***** Records supplied *****

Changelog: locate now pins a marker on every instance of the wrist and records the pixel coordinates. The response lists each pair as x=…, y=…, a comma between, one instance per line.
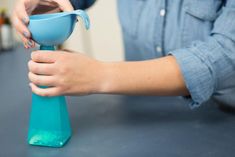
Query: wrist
x=106, y=79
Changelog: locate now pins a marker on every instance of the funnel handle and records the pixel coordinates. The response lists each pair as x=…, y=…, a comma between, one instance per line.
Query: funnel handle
x=83, y=15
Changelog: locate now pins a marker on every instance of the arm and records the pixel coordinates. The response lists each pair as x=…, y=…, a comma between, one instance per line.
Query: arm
x=77, y=74
x=206, y=65
x=154, y=77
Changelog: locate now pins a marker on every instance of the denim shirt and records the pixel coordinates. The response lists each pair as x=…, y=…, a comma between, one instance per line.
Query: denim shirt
x=200, y=34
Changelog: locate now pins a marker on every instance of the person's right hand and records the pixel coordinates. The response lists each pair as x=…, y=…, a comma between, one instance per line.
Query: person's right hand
x=24, y=8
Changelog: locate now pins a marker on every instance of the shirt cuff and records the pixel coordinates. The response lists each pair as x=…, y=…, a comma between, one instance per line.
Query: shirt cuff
x=197, y=74
x=81, y=4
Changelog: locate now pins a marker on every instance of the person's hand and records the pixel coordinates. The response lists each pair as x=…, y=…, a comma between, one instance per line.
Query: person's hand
x=64, y=73
x=24, y=8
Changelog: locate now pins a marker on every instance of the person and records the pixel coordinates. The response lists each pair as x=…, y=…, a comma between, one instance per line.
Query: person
x=172, y=48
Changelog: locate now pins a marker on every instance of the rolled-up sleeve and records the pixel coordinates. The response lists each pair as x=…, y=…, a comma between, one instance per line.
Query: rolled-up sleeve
x=206, y=64
x=82, y=4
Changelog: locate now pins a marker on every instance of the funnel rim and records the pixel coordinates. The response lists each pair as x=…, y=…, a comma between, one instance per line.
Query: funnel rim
x=45, y=17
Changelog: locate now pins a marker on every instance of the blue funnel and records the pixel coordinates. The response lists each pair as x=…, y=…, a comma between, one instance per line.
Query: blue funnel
x=49, y=120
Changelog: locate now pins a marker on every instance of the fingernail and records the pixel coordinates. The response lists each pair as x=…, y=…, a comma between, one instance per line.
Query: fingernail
x=25, y=20
x=30, y=43
x=26, y=34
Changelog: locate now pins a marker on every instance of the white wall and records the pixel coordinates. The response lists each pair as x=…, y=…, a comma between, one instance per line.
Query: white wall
x=103, y=41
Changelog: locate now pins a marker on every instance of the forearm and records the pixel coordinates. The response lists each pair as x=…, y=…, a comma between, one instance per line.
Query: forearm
x=154, y=77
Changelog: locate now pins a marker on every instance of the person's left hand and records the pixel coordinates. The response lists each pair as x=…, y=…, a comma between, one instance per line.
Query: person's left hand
x=64, y=73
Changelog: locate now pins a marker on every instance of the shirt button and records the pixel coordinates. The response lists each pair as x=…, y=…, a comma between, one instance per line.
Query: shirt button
x=162, y=12
x=158, y=49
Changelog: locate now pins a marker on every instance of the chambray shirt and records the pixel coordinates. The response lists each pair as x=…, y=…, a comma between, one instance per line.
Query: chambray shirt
x=200, y=34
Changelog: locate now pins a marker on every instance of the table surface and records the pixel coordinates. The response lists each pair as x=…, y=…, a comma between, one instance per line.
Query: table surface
x=113, y=126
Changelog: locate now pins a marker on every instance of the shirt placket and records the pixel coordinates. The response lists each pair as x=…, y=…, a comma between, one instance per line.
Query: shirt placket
x=159, y=31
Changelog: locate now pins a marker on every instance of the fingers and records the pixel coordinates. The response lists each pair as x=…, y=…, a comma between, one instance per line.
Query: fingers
x=64, y=5
x=41, y=80
x=41, y=68
x=46, y=92
x=44, y=56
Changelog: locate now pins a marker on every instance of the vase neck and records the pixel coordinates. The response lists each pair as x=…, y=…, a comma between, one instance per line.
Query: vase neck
x=47, y=47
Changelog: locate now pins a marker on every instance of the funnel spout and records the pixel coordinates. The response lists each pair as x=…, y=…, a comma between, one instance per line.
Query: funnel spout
x=83, y=15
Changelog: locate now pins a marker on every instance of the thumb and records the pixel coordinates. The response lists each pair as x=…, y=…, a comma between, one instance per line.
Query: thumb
x=64, y=5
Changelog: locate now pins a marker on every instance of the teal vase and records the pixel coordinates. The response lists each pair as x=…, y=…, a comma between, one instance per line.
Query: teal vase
x=49, y=120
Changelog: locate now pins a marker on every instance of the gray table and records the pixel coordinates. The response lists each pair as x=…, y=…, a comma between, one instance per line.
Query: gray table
x=113, y=126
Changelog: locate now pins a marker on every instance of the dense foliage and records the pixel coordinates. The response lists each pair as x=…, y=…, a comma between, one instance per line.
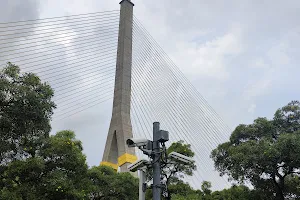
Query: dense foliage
x=266, y=153
x=35, y=165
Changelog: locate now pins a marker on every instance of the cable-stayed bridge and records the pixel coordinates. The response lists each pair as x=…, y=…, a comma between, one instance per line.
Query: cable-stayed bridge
x=77, y=54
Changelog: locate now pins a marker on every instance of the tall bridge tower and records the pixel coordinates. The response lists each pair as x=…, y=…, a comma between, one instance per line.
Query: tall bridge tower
x=116, y=153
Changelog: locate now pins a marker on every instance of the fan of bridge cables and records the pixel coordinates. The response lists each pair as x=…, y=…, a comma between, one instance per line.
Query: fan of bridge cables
x=161, y=92
x=76, y=55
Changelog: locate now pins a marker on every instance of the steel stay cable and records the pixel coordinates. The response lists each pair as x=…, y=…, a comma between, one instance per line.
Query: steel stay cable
x=72, y=67
x=158, y=95
x=56, y=29
x=77, y=69
x=182, y=105
x=67, y=97
x=80, y=100
x=80, y=110
x=93, y=75
x=109, y=52
x=90, y=86
x=144, y=132
x=76, y=105
x=47, y=26
x=149, y=118
x=53, y=35
x=159, y=115
x=64, y=50
x=185, y=139
x=148, y=45
x=193, y=89
x=170, y=129
x=83, y=86
x=184, y=90
x=84, y=38
x=137, y=116
x=67, y=18
x=75, y=88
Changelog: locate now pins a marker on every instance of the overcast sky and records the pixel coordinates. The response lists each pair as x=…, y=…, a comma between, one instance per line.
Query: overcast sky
x=242, y=56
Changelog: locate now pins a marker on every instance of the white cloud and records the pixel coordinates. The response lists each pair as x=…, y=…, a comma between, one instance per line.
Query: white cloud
x=209, y=59
x=252, y=108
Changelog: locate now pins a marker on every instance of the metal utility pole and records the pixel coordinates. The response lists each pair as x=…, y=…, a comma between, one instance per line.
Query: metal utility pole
x=116, y=153
x=156, y=162
x=142, y=184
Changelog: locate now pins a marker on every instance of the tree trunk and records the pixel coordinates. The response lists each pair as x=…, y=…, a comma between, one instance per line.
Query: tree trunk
x=279, y=187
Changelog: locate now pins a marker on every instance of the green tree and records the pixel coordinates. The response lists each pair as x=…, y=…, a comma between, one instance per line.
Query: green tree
x=58, y=171
x=265, y=153
x=107, y=184
x=25, y=112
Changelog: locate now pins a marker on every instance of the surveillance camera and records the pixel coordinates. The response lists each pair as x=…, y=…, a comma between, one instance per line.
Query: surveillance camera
x=138, y=165
x=181, y=157
x=137, y=142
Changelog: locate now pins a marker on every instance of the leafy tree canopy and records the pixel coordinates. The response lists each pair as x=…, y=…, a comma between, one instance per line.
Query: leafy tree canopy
x=266, y=153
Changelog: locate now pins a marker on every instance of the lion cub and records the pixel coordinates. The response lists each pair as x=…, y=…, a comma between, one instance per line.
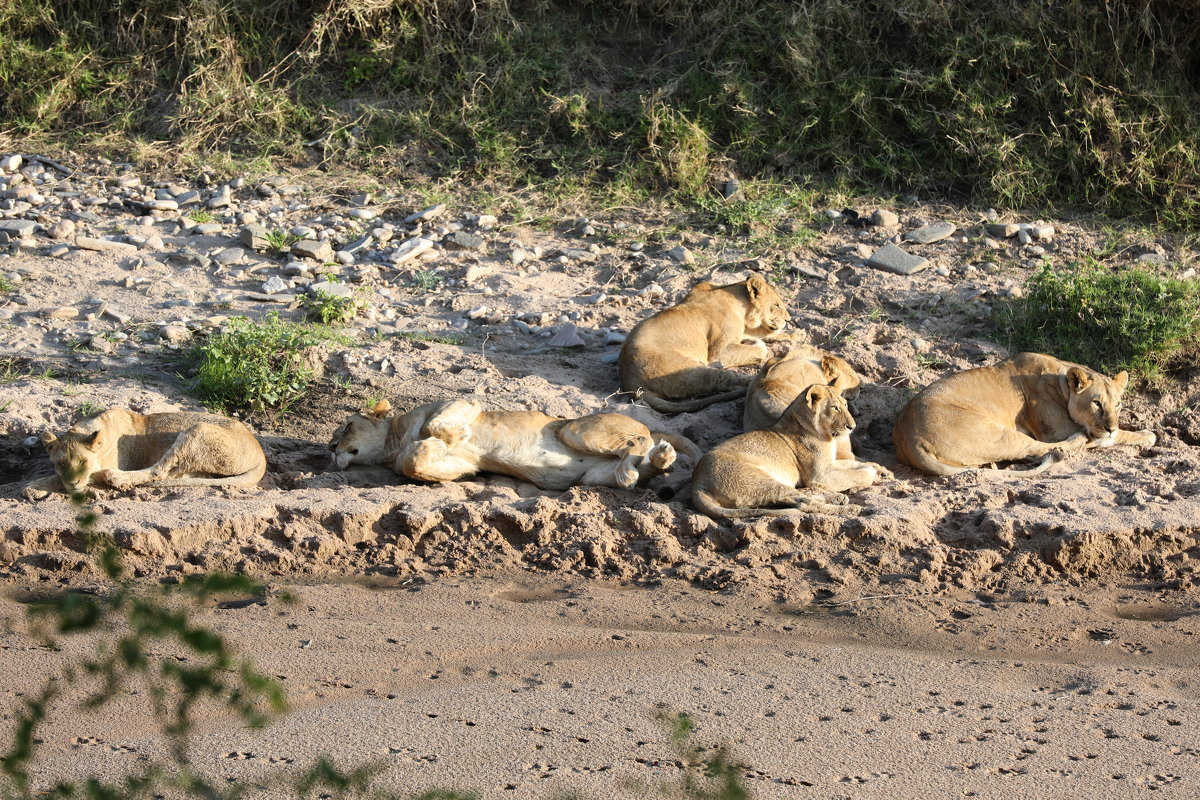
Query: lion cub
x=684, y=352
x=124, y=449
x=1019, y=408
x=753, y=471
x=453, y=439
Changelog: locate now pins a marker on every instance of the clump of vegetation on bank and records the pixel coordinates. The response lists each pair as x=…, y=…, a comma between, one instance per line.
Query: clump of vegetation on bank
x=1013, y=104
x=1109, y=319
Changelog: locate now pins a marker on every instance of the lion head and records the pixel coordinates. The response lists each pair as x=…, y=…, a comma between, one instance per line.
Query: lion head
x=360, y=438
x=1095, y=402
x=76, y=456
x=767, y=312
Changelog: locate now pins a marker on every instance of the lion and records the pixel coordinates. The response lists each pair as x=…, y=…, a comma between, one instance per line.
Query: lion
x=453, y=439
x=754, y=473
x=781, y=380
x=678, y=359
x=1024, y=407
x=123, y=449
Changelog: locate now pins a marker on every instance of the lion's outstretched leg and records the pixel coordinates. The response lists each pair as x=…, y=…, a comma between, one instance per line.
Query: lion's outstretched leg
x=453, y=422
x=431, y=459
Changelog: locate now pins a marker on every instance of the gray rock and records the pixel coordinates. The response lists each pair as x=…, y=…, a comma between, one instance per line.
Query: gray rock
x=891, y=258
x=1003, y=229
x=681, y=254
x=17, y=228
x=255, y=238
x=463, y=240
x=930, y=233
x=229, y=256
x=88, y=242
x=885, y=218
x=331, y=288
x=567, y=335
x=274, y=286
x=315, y=248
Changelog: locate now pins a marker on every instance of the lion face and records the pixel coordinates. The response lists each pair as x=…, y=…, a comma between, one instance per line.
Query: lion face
x=768, y=311
x=360, y=438
x=76, y=457
x=1095, y=403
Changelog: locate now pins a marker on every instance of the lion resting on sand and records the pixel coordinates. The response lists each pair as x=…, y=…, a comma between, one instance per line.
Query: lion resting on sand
x=753, y=471
x=781, y=380
x=453, y=439
x=683, y=353
x=124, y=449
x=1024, y=407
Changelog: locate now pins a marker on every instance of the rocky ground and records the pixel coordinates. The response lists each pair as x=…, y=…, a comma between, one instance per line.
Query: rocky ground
x=109, y=276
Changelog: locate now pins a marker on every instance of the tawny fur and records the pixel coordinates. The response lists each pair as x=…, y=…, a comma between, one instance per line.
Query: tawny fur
x=781, y=380
x=679, y=359
x=755, y=473
x=454, y=439
x=124, y=449
x=1024, y=407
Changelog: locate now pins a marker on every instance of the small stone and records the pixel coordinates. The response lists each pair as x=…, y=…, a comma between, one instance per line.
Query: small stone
x=681, y=254
x=61, y=229
x=18, y=228
x=174, y=334
x=88, y=242
x=567, y=335
x=930, y=233
x=255, y=238
x=885, y=218
x=229, y=256
x=313, y=248
x=463, y=240
x=427, y=214
x=891, y=258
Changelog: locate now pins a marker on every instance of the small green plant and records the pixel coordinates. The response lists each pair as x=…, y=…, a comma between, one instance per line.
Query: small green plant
x=258, y=365
x=88, y=409
x=427, y=280
x=1107, y=319
x=421, y=336
x=329, y=308
x=280, y=241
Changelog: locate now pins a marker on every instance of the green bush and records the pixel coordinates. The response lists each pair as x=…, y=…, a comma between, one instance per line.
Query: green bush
x=257, y=365
x=1108, y=319
x=1014, y=104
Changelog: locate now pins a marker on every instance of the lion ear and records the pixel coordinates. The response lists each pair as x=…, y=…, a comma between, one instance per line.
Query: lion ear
x=756, y=284
x=1078, y=379
x=379, y=409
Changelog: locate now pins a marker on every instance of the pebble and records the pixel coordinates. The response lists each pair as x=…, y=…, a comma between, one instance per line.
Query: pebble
x=681, y=254
x=930, y=233
x=427, y=214
x=885, y=218
x=88, y=242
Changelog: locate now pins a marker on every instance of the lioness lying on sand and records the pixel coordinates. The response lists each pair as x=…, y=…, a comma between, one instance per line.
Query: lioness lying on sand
x=1024, y=407
x=683, y=352
x=454, y=439
x=753, y=471
x=124, y=449
x=781, y=380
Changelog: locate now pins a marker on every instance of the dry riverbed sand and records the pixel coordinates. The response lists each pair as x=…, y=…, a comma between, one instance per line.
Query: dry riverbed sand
x=977, y=635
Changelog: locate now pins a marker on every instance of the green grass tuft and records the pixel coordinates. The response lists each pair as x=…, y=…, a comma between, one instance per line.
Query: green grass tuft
x=1108, y=319
x=258, y=365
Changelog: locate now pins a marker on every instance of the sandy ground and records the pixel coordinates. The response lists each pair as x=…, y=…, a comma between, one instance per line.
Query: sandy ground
x=979, y=635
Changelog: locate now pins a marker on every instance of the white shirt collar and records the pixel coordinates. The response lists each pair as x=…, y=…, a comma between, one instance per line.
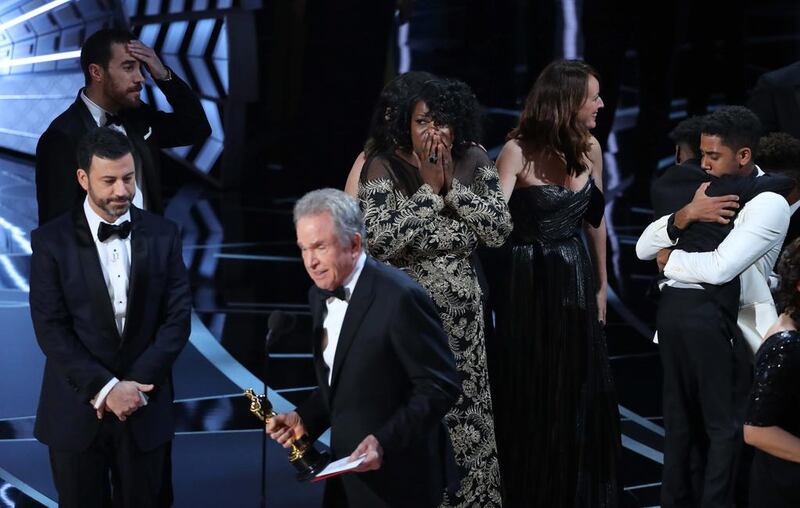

*****

## What you will do
Convert the entries that begin at the line containing "the green grass" and end after the line containing "x=979, y=635" into a two-column CSV with the headers request and answer. Include one row per entry, enclose each field in quotation marks, and replace line breaks inside a field with spaces.

## Response to the exercise
request,answer
"Changelog: locate now pins a marker on every instance of the green grass tuft and records the pixel coordinates. The response lists each pair as x=…, y=…, a comma between, one instance per line. Query: green grass tuft","x=1108, y=319 x=258, y=365"
"Changelog: locate now pins a marker on every instance of the sandy ground and records the pixel coordinates. The response lists each pair as x=…, y=…, a comma between, one instance per line. Query: sandy ground","x=979, y=635"